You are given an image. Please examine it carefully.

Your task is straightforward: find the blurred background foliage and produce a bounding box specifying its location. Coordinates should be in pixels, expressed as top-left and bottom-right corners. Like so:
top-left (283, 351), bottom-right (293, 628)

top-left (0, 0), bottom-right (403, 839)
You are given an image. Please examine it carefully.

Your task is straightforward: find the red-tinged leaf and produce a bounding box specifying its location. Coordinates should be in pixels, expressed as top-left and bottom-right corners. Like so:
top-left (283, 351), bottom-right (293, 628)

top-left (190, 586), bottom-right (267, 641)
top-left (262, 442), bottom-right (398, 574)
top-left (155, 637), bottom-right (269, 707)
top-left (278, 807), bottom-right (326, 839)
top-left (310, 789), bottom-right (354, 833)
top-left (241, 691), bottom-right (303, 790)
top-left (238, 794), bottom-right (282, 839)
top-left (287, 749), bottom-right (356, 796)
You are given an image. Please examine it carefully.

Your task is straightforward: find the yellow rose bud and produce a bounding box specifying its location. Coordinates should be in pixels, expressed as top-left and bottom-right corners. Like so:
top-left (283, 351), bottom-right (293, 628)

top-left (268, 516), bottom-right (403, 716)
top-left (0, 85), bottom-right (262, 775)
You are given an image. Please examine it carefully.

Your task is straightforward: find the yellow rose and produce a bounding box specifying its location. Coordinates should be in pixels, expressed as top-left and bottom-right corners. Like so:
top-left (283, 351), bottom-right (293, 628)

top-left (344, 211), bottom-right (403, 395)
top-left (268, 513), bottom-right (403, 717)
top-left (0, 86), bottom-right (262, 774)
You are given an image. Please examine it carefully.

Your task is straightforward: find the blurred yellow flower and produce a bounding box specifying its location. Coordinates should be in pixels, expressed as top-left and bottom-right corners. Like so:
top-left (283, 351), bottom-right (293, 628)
____________
What needs to be done
Reproduce the entire listing above word for word, from its first line to its last.

Task solution
You are given an image. Please examine it carefully.

Your task is straightforward: find the blurred background foliage and produce a bounding box specifying its location. Coordinates should be in pixels, expressed as top-left and bottom-right corners. Like so:
top-left (283, 351), bottom-right (293, 628)

top-left (0, 0), bottom-right (403, 839)
You are given an image. Please examine it carefully.

Your task is straightforward: find the red-tinged leaf and produce a bounding box specifying its location. Coordinates should be in pixels, expressed as top-left and bottom-right corners. Like so:
top-left (283, 351), bottom-right (293, 628)

top-left (190, 586), bottom-right (267, 641)
top-left (262, 442), bottom-right (398, 574)
top-left (155, 637), bottom-right (269, 707)
top-left (278, 807), bottom-right (326, 839)
top-left (310, 789), bottom-right (354, 833)
top-left (241, 691), bottom-right (303, 790)
top-left (238, 794), bottom-right (282, 839)
top-left (287, 749), bottom-right (356, 796)
You are given an image. Please examine it carefully.

Your task is straightforward: find the yellow rose bud and produce a bounding box specifying its location. Coordinates should be in pixels, expressed as top-left and bottom-right corners. Like so:
top-left (283, 351), bottom-right (293, 628)

top-left (268, 516), bottom-right (403, 716)
top-left (0, 85), bottom-right (262, 775)
You are given an image. Please examine it carefully.

Your task is straightforward: find the yellow rose and produce a bounding box specifying its location. Coordinates should be in pixels, expressed as top-left and bottom-right corners. Like so:
top-left (283, 351), bottom-right (293, 628)

top-left (344, 211), bottom-right (403, 395)
top-left (268, 513), bottom-right (403, 717)
top-left (0, 86), bottom-right (262, 774)
You are given an image. Please examine it carefully.

Your task is straightforward: find the blurred yellow flower and produce a bounding box specifying its location. Coordinates should be in pixels, expressed as top-left and bottom-right corners. Like so:
top-left (283, 351), bottom-right (293, 628)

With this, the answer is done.